# start of RECORDED DATA

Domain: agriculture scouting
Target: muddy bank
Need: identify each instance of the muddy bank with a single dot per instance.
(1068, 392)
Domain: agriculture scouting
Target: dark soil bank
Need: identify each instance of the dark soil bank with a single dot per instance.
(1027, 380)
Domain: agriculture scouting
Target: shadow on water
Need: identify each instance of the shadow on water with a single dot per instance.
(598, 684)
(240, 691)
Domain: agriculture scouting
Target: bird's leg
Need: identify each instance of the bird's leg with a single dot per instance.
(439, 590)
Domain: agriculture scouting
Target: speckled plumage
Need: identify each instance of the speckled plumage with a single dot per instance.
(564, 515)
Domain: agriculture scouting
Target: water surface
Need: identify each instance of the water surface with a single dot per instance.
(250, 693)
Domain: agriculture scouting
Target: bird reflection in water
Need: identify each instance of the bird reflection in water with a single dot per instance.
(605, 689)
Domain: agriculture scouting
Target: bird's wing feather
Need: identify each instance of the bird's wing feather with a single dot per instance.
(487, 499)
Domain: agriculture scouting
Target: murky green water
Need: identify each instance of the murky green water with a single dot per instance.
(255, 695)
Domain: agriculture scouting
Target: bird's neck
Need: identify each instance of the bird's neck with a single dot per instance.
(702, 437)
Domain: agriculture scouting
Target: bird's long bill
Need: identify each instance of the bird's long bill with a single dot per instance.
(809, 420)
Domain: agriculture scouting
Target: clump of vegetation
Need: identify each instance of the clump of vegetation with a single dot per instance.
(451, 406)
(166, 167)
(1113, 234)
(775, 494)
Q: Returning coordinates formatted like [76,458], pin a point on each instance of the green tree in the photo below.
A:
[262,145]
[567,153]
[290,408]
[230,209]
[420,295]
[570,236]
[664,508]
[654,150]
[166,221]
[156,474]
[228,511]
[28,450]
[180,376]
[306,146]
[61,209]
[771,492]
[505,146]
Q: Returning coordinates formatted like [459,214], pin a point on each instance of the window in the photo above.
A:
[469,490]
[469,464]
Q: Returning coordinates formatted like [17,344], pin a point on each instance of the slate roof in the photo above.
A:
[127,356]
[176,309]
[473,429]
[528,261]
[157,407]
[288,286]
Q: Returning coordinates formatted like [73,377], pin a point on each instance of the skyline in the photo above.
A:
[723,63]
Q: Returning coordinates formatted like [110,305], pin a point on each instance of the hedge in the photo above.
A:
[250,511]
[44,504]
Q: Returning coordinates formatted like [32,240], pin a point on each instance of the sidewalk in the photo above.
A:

# end of RECORDED DATA

#### [SET TASK]
Write every entry out again exactly.

#### [IN RESPONSE]
Domain: agriculture scouting
Target: muddy bank
Need: identify each instance of the muddy bank with a single dot per instance.
(1068, 392)
Domain: agriculture scouting
Target: dark soil bank
Need: identify each instance of the dark soil bank with a single dot per instance.
(1027, 380)
Domain: agriculture scouting
Target: shadow on water
Need: identify each instance of the shadow on water with a single dot per instance.
(598, 684)
(240, 691)
Domain: agriculture scouting
Target: bird's leg
Need: identify each instance of the bird's leg with a single dot per instance.
(439, 590)
Domain: agriculture scouting
Target: speckled plumage
Need: identify each instance of the speckled plumage with a single dot per instance.
(564, 515)
Domain: agriculture scouting
Target: water surface
Need: identify each instance of the water surface with a single dot per instance.
(250, 693)
Domain: agriculture scouting
Target: bird reflection in water
Need: identify each instance of the bird reflection in water with a single dot per instance.
(605, 689)
Domain: agriculture scouting
Target: bird's wing feather
Need: identify each instance of the bird's wing feather with a single dot per instance.
(487, 499)
Domain: agriculture scouting
Target: murky green water
Need: identify each instance of the murky green water with a single dot per instance.
(255, 695)
Domain: agriculture scouting
Target: bird's neck
Need: identify each instance of the bird's neck with a single dot per instance.
(702, 437)
Domain: agriculture scouting
Target: bird's long bill
Need: identify each instance of the bird's long bill with a single dot per instance.
(809, 420)
Domain: agriculture scouting
Target: clump of vegetation
Need: identify each instance of the clump of vegetation with a single dot per instance.
(451, 406)
(166, 167)
(1113, 234)
(775, 494)
Q: Returning coordinates formatted like [76,458], pin a point on each instance of the green tree in the photo below.
A:
[262,145]
[567,153]
[290,408]
[230,209]
[420,295]
[570,236]
[664,508]
[654,150]
[166,221]
[156,474]
[228,511]
[28,450]
[180,376]
[306,146]
[61,209]
[771,492]
[505,146]
Q: Returning coordinates formatted like [459,214], pin a point on each instance of the window in the photo above.
A:
[469,490]
[469,464]
Q: Returning coordinates formatted like [17,344], pin a point on each instance of the slate roof in the photo above.
A:
[127,356]
[176,309]
[473,429]
[528,261]
[157,407]
[288,286]
Q: Returning coordinates formatted like [73,377], pin a point on each instance of the skyline in the photo above.
A:
[723,63]
Q: Returning coordinates formatted like [110,305], pin a point on each instance of the hedge in the photo above.
A:
[250,511]
[44,504]
Q: Returning coordinates formatted like [32,240], pin a point on each instance of the sidewalk in the photo above.
A:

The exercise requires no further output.